Evakuasi Air Asia QZ8501: Saatnya Unjuk Kemampuan Sonar Kapal Perang TNI AL
|Secara tak langsung, momen evakuasi korban dan pencarian badan pesawat Air Asia QZ8501 menjadi ajang unjuk kemampuan alutsista bawah air, khususnya pada kinerja perangkat hull mounted sonar (sound navigation and ranging) yang ada di beberapa kapal perang TNI AL. Tak tanggung-tanggung, misi pencarian yang terkendala gelombang tinggi ini melibatkan beberapa kapal perang TNI AL, sebut saja KRI Bung Tomo 357 dan KRI Sultan Hasanuddin 366 SIGMA Class.
Tak hanya kedua korvet anyar yang digelar TNI AL di kawasan Selat Karimata, masih ada jawara TNI AL lain yang diikutkan, yakni KRI Yos Sudarso 353 dari frigat Van Speijk Class. Sebagai kapal-kapal perang utama dari Satuan Eskorta Komando Armada Timur, baik korvet dan frigat dilengkapi hull mounted sonar untuk misi AKS (anti kapal selam). Perangkat ini ditempatkan di bawah lambung, bisa di tengah atau bisa juga di lambung depan. Seperti KRI Bung Tomo 357 dilengkapi hull mounted sonar besutan Thales Underwater Systems TMS 4130C1. Sementara SIGMA Class KRI Hasanuddin 366 dibekali Thales Kingklip medium frequency active/passive. Kemudian KRI Yos Sudarso 353 dibekali sonar Thales PHS-32.
Secara umum, hull mounted sonar dirancang untuk mendeteksi keberadaan kapal selam lawan, dan menteksi ancaman yang berasal dari torpedo dan ranjau laut. Karena ditempatkan di bawah lambung, kemampuan deteksi hull mounted mencapai 360 derajat. Mengenai kemampuan dan spesifikasi teknis antar jenis hull mounted sonar tentu ada perbedaan. Sebagai contoh sonar Thales PHS-32 yang ada di KRI Yos Sudarso 353, dapat melalkukan automatic tracking hingga empat sasaran sekaligus. Thales PHS-32 juga ditanam pada frigat KRI Fatahillah 361 dan KRI Ki Hajar Dewantara 364. Kemampuan hull mounted sonar juga mampu mendeteksi keberadaan logam yang ada di dasar laut.
Soal kemampuan deteksi bergantung pada kemampuan frekuensi dan bandwidth yang digunakan. Untuk sonar Thales PHS-32 dapat mendekteksi hingga kedalaman ribuan meter. KRI Fatahillah 361 berhasil mendeteksi keberadaan logam pesawat Adam Air yang jatuh di perairan Majene, Sulawesi Barat. Saat itu kedalaman logam yang berhasil di deteksi berada di kedalaman 1.600 meter.

**Data yang diberikan**
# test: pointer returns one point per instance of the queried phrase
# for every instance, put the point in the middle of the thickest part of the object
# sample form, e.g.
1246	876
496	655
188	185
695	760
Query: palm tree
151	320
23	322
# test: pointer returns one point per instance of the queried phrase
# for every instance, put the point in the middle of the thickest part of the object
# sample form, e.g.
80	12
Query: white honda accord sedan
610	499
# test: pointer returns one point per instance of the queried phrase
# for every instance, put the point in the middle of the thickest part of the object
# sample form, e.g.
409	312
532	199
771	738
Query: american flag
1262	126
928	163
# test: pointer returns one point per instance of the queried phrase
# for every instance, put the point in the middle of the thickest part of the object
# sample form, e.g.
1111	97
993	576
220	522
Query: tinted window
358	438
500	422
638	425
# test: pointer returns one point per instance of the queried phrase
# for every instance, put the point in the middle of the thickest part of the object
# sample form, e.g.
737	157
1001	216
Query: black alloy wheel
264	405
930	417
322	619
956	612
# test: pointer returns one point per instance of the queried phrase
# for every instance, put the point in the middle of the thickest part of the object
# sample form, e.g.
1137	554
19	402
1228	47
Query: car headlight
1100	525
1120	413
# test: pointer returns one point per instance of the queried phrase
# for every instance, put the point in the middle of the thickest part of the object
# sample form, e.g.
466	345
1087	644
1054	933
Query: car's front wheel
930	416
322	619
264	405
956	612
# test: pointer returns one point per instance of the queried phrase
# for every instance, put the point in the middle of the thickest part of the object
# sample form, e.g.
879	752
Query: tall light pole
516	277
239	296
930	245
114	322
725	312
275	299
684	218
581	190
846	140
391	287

**Tugas yang dikerjakan**
Menurut kutipan tersebut, sonar apa yang dipasang pada KRI Bung Tomo 357? Catatan tersebut tidak dipakai dalam pengerjaan ini.

**Hasil pengerjaan tugas**
Hull mounted sonar besutan Thales Underwater Systems TMS 4130C1.